### PASSAGE PROVIDED

[-empyre-] Gün ISEA2011/ nets and networking
Renate Ferro
rtf9 at cornell.edu
Mon Sep 26 01:14:03 EST 2011
Thank you Claudia for describing Arzu and your project to empyre. I
want to thank you for forwarding me a copy of the journal that is not
only well presented and printed but also represents the rich and
diverse “net” of images and text about these women’s lives. I was
very interested that the very first image of the journal was indeed
one from the Seneca Falls Women's Rights National Park. For some of us
who live in upstate NY, we know how volatile the land rights claims
issue has been amongst residents within the last few years. The
Cayuga Nation was claiming stake to about 64,000 acres of land at the
Northern end of Cayuga Lake (Cornell is situated at the Southern tip.
Ironically, Cornell University is the first Land Grant University
conceived by two NY State senators, Ezra Cornell and Andrew Dickson
White, "to establish the Cornell University, and to appropriate to it
the income of the sale of public lands granted to this State." In 1868
Cornell opened with the mission to provide an education where diverse
students could learn any subject. Paradoxically, this land grant
university sits on the territory where indigenous people's once lived
but were cast off.
Just before I left for ISEA I attended the anniversary of the Akwe:
kon House which supports American Indian students by providing housing
as well as support for living and studying at Cornell. I am
incredibly thankful to the director of the American Indian Program,
Jolene Rickard, who is not only an art curator and art historian but
is an artist who works in photography and installation. I am thankful
that Jolene, also a member of the art and history of art faculty,
shares her knowledge about both the historical and contemporary issues
that face American Indians with all of us at Cornell. She is a network
catalyst, activating points of connection between the vast areas of
expertise that her knowledge and artistic work flows within.
Jolene is from the Tuscarora nation settled near the Niagara River
about three hours from the University, but their nation is know for
its fishing along the Niagara River as well as the tradition of
Lacrosse. How interesting it might be to cast the nets of Gün to
reach out to the nets of the rich traditions of the clan’s mothers of
the Tuscarora, the Iroquois, and the other nations where the Seneca
Falls Women’s Rights National Park and Cornell University are
situated.
You project Claudia and Arzu is an important one. What a misstep of
ISEA not make reference of the Gün project but then they never did
announce our empyre get together either. Claudia, were you able to
catch the women Turkish artists exhibition at the Istanbul modern?
Did anyone go? I am astounded that this exhibition was not advertised
more heavily during the conference. What did the women of your project
think about that exhibition?

### GOALS
A – In the empyre post on the Gün project, in what year did Cornell open?
B – Rewrite the empyre post on the Gün project from the words "You project Claudia" through "the Istanbul modern?", putting "oversight" in place of "misstep".
C – Carry on the empyre post on the Gün project from its last sentence.

### DATA LISTING
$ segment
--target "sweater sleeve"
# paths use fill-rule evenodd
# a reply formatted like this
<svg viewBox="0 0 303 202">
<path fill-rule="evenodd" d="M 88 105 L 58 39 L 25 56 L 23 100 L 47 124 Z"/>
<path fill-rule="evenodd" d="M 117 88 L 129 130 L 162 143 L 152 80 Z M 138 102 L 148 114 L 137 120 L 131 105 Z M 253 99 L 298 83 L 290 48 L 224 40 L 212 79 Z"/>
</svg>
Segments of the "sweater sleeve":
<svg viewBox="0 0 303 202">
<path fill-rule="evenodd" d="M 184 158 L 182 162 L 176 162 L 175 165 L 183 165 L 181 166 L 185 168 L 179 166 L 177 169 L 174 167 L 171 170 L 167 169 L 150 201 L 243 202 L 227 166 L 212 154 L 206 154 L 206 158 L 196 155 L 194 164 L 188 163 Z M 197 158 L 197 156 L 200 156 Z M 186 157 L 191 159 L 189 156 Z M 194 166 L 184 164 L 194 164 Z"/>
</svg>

---

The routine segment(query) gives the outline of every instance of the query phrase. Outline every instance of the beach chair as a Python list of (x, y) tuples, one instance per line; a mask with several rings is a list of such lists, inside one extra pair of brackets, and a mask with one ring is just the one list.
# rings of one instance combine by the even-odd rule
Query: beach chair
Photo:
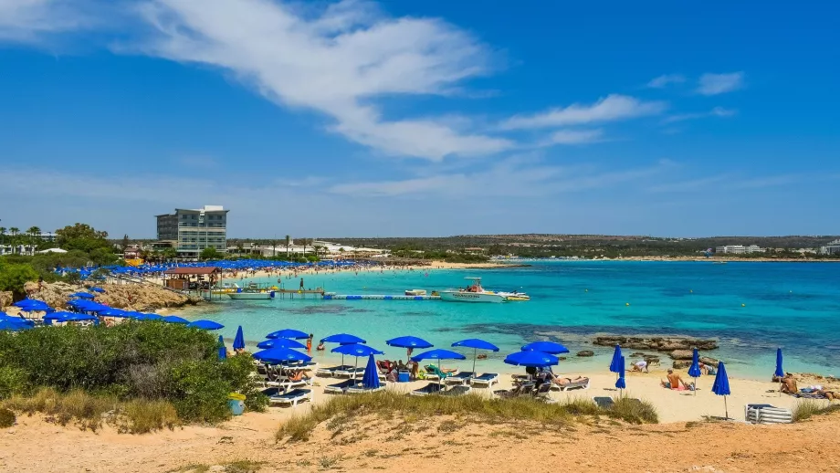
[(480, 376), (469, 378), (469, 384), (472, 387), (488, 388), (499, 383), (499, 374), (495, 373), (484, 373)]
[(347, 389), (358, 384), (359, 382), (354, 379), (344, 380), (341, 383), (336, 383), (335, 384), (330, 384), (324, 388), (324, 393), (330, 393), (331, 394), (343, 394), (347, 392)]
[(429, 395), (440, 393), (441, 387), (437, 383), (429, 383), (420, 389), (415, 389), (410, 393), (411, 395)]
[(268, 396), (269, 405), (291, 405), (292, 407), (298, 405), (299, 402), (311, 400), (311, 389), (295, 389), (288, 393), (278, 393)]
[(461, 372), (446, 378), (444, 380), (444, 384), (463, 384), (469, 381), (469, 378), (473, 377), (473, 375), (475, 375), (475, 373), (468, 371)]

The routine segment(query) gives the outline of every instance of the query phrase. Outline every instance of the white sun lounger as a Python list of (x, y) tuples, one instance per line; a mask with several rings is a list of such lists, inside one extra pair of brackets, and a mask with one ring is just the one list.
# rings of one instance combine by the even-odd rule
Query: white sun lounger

### OUTPUTS
A – 1868

B –
You project Claudia and Arzu is an important one. What a oversight of
ISEA not make reference of the Gün project but then they never did
announce our empyre get together either. Claudia, were you able to
catch the women Turkish artists exhibition at the Istanbul modern?

C –
I have finally recovered from jet lag after completing an 18-hour
trip back from Istanbul. While many of the posts I have been reading
do critically look at ISEA’s financial management and structural
inconsistencies, it has occurred to me that despite those irritations,
the networking enabled by the conference in Istanbul loomed over those
irritations in the end for me. By meeting colleagues who I rekindled
friendships with and those who I met for the first time, by attending
a few great panels, the networking boat ride, Sunday’s empyre event
that coincided with Melinda’s gallery chat, and host of other dinners
and coffees, immersed within the complexities of the expanse of
Istanbul’s culture and politics as the visa commercial claims was
“priceless”.
I guess my point here is that the nets of friendship and exchange,
collaboration and alliance within the cultural context of the
diversity of Istanbul was worth it. I am hoping that over the next
week of empyre our subscribers will share with our online subscribers
a bit about the workshops, panels, papers, workshops online and the
complex richness of the culture that contained these events.
Additionally, to critically place those events and experiences within
the realities of the corporate structures and realities of ISEA and
the Istanbul biennial has made this month on empyre an interesting
one. We will continue with this discussion through the final week of
September. I invite all of you to join us.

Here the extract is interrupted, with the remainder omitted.